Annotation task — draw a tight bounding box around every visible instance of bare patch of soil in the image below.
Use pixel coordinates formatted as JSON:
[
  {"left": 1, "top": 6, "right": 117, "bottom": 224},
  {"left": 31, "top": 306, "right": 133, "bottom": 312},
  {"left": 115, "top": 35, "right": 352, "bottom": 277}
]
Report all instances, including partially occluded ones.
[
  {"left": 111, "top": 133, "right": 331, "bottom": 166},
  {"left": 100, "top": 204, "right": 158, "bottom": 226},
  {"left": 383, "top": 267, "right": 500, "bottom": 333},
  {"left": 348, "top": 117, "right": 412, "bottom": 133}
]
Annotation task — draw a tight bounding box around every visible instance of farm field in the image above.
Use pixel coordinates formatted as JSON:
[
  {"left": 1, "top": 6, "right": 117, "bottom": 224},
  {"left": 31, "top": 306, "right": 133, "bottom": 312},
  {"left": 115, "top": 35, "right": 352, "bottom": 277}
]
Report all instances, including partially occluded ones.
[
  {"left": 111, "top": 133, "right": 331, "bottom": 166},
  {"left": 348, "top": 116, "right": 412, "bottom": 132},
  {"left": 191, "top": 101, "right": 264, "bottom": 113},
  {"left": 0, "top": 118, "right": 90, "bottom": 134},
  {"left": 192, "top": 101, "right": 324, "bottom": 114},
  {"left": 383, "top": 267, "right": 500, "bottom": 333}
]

WHAT IS EXPECTED
Search the entries for the word "visible" and pick out every line that holds it.

OUTPUT OF THE TASK
Annotation task — draw a tight bounding box around every visible instance of bare patch of soil in the image below.
Annotation task — draw a tight bounding box around every visible instance of farm field in the image above.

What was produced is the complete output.